#### Objetivo da tarefa:
Reproduza, por favor, o trecho sobre o ingresso de estudantes indígenas na UnB entre "MAIS DIVERSIDADE –" e "todo o Brasil.", inclusive, trocando "pioneira" por "inédita".

MAIS DIVERSIDADE – Desde 2006, a UnB adota processo seletivo exclusivo para ingresso de estudantes indígenas, com a oferta de vagas suplementares em cursos de graduação. Realizada por meio de acordo de cooperação técnica com a Fundação Nacional do Índio (Funai), a iniciativa é pioneira entre universidades federais de todo o Brasil.

Na avaliação de Cláudia Renault, a aproximação entre universidade e comunidades indígenas é fundamental para promover a democratização no acesso ao ensino superior e a integração entre os diferentes saberes, sejam acadêmicos ou tradicionais. “A Universidade tem o papel de promover esse diálogo de saberes. A inclusão dos indígenas no ambiente acadêmico irá proporcionar o retorno dessas pessoas para suas comunidades ou instituições para defender os seus direitos e a garantir sua cidadania e autonomia”, afirma.

O coordenador substituto da Diretoria de Acompanhamento e Integração Acadêmica (Daia/DEG), Clayton Mendes, acredita que a consolidação do processo seletivo impulsiona a transformação da instituição em um espaço mais diverso. “Iniciativas como essa fazem com que a Universidade seja múltipla, plural e tenha grupos de origens diferentes interagindo. Os indígenas têm suas vivências, experiências e visão de mundo. É uma troca bastante rica e a UnB ganha muito com isso.”

A visão é partilhada pelo egresso dos cursos de Antropologia e de Sociologia, Jósimo Constant Kãdeyruya. Apesar das adversidades encontradas ao longo de sua trajetória acadêmica, o jovem, descendente da etnia Puyanawa, do Acre, não deixou de lutar para garantir que o espaço acadêmico pudesse ser usufruído por outros indígenas.

Jósimo Constant, primeiro indígena formado em Antropologia na UnB, ao lado da reitora Márcia Abrahão. Foto: Beto Monteiro/Secom UnB

 

Atualmente doutorando no Museu Nacional do Rio de Janeiro, Jósimo reconhece a conquista alcançada pelos indígenas e o potencial da presença das comunidades no ensino superior.

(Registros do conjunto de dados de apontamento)
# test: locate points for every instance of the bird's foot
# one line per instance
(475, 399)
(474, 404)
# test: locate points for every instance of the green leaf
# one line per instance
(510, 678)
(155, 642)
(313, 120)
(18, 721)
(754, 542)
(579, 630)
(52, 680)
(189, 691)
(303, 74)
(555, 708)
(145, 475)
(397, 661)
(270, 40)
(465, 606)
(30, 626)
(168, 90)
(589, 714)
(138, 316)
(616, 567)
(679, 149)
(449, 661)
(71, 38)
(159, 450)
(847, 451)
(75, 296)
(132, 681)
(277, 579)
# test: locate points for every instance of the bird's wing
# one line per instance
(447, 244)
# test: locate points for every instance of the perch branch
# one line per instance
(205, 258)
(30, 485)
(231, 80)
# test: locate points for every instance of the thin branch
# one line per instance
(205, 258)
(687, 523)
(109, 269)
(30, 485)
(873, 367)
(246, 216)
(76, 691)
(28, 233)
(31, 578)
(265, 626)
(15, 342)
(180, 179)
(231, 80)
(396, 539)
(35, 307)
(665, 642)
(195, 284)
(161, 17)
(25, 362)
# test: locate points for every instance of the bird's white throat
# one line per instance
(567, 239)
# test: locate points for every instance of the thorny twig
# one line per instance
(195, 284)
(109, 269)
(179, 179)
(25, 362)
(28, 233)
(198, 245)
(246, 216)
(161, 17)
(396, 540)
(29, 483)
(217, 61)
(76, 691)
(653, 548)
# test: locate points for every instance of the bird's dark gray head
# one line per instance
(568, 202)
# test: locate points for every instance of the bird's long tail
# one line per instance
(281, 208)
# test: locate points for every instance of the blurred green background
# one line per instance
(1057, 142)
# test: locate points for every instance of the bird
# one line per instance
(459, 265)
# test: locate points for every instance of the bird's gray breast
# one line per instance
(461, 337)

#### Resultado final:
MAIS DIVERSIDADE – Desde 2006, a UnB adota processo seletivo exclusivo para ingresso de estudantes indígenas, com a oferta de vagas suplementares em cursos de graduação. Realizada por meio de acordo de cooperação técnica com a Fundação Nacional do Índio (Funai), a iniciativa é inédita entre universidades federais de todo o Brasil.